== What you have to do ==
Give the data again word for word; drop the pictures.

== Input for this task ==
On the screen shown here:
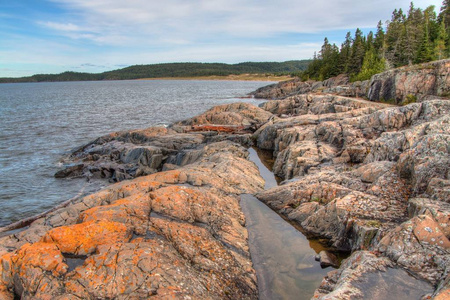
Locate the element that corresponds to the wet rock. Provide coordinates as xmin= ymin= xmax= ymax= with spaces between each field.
xmin=314 ymin=251 xmax=434 ymax=299
xmin=317 ymin=250 xmax=339 ymax=268
xmin=54 ymin=164 xmax=84 ymax=178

== Result for this exercise ==
On the screen shown here:
Locate the element that corresponds to the wet rock. Provide coordinates as xmin= ymin= xmax= ymax= with spaces between each field.
xmin=314 ymin=251 xmax=434 ymax=299
xmin=317 ymin=250 xmax=339 ymax=268
xmin=54 ymin=164 xmax=84 ymax=178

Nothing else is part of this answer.